[Entries from a point annotation set]

<<<<

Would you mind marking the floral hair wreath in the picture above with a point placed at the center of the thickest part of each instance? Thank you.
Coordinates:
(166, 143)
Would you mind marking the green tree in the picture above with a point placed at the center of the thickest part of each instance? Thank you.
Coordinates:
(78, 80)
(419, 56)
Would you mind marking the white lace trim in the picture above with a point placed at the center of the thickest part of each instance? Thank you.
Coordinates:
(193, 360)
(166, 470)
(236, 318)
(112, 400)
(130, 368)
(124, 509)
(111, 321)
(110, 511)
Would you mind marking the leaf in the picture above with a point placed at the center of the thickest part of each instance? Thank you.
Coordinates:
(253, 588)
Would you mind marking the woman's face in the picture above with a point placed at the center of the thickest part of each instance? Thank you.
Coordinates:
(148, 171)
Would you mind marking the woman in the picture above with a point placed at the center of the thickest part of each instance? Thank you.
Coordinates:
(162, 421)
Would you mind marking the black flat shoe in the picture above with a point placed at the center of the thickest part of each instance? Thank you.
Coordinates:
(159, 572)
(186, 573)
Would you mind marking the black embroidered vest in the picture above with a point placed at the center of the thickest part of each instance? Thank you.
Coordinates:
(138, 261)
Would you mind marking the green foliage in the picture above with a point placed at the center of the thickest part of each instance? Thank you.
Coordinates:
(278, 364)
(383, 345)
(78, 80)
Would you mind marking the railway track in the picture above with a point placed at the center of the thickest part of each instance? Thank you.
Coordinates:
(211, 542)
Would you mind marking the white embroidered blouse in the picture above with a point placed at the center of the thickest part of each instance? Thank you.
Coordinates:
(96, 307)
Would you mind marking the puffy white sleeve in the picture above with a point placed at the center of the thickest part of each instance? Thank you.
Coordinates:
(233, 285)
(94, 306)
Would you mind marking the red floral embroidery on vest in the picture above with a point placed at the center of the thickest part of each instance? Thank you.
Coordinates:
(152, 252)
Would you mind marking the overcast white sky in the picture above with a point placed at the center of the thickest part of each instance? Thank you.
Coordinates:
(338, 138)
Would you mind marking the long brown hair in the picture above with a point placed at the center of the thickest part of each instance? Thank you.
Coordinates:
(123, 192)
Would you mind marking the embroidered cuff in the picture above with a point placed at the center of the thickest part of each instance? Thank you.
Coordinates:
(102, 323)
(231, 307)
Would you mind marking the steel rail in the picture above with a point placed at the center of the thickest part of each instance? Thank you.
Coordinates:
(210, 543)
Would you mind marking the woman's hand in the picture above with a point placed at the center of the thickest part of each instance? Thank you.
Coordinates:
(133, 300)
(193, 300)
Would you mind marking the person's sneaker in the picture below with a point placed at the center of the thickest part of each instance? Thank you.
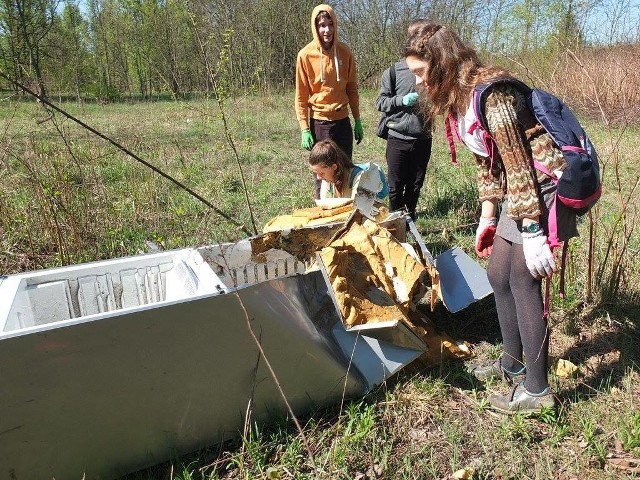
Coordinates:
(494, 370)
(522, 401)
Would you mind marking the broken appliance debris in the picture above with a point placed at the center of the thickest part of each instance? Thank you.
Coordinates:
(113, 366)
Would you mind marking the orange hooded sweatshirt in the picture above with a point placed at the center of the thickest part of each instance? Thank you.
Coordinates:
(325, 80)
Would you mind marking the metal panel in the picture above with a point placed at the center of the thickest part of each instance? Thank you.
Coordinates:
(130, 389)
(462, 280)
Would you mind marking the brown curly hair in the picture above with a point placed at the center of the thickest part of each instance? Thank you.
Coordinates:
(454, 68)
(327, 152)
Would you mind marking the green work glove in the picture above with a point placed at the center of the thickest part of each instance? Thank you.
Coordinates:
(410, 99)
(307, 140)
(358, 132)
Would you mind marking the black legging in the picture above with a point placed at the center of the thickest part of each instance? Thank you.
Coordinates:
(520, 313)
(406, 168)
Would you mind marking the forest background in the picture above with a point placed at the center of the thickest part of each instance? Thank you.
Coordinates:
(124, 49)
(203, 91)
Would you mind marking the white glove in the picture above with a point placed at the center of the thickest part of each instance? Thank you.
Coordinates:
(538, 255)
(485, 234)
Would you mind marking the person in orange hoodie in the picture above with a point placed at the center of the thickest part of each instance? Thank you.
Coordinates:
(326, 87)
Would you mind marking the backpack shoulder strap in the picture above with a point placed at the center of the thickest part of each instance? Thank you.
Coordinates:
(392, 76)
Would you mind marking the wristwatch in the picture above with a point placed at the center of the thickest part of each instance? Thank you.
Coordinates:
(531, 228)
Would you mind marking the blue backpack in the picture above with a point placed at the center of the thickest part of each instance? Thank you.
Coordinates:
(579, 186)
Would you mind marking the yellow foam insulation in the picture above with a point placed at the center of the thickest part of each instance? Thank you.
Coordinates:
(313, 216)
(374, 279)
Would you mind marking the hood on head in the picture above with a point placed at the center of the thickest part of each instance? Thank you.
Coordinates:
(326, 8)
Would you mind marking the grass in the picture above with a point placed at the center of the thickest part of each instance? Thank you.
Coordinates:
(84, 200)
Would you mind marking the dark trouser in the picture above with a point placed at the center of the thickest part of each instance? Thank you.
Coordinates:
(339, 131)
(406, 168)
(520, 313)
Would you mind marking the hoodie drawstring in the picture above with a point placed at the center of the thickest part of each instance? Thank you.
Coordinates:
(335, 61)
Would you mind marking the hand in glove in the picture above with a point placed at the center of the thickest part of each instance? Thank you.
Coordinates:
(538, 255)
(307, 140)
(484, 236)
(410, 99)
(358, 132)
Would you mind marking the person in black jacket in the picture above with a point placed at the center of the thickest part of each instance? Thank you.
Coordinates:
(409, 136)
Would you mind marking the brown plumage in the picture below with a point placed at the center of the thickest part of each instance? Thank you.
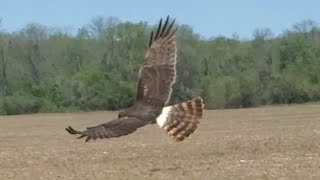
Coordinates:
(155, 80)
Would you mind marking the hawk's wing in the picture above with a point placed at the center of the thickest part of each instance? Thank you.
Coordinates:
(158, 72)
(115, 128)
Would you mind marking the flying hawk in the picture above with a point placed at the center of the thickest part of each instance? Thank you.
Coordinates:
(155, 80)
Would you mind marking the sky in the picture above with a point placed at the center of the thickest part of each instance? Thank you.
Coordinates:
(209, 18)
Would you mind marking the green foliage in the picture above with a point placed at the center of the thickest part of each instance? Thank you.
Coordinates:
(46, 70)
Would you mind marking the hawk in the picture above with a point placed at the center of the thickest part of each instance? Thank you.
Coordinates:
(155, 79)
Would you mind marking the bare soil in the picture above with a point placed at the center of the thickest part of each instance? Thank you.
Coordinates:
(255, 143)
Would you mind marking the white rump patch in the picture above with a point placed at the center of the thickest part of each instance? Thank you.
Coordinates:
(162, 118)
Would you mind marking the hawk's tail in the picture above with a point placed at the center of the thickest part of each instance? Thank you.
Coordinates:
(181, 120)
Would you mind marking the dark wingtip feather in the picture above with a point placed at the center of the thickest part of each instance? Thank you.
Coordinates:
(158, 30)
(151, 37)
(163, 31)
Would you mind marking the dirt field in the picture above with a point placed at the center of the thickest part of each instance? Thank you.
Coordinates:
(258, 143)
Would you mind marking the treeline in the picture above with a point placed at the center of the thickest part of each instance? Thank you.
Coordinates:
(45, 69)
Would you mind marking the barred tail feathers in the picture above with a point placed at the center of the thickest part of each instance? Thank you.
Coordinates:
(181, 120)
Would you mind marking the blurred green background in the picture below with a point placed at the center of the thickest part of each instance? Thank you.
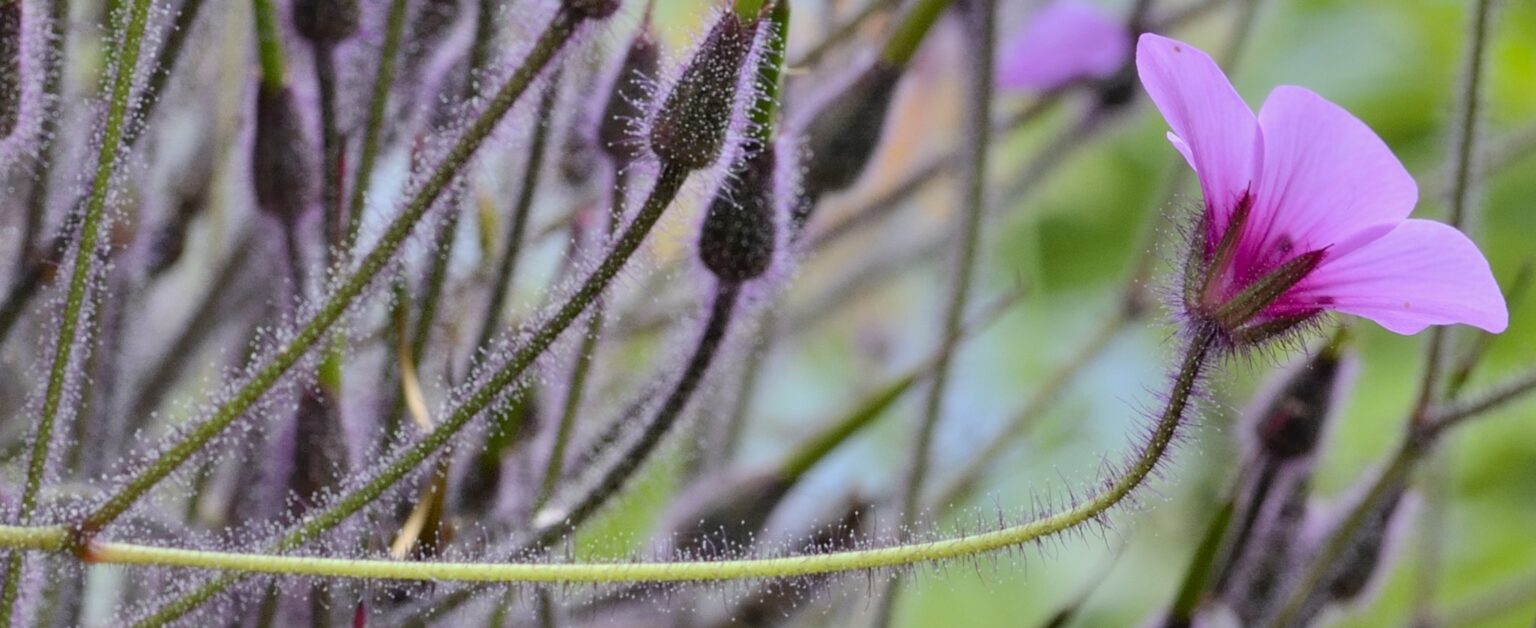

>>>>

Set exercise:
Which of the lines above contain the word "backpack"? Find each one and copy it out in full.

Response:
Would you mind marking the backpack shoulder strap in the picture above with a point placed at the center of the thickest part of each instance? Thank you.
Would you mind marking the blue backpack in the picture above with a point placed at the center of the thickest part of each instance? Thank you.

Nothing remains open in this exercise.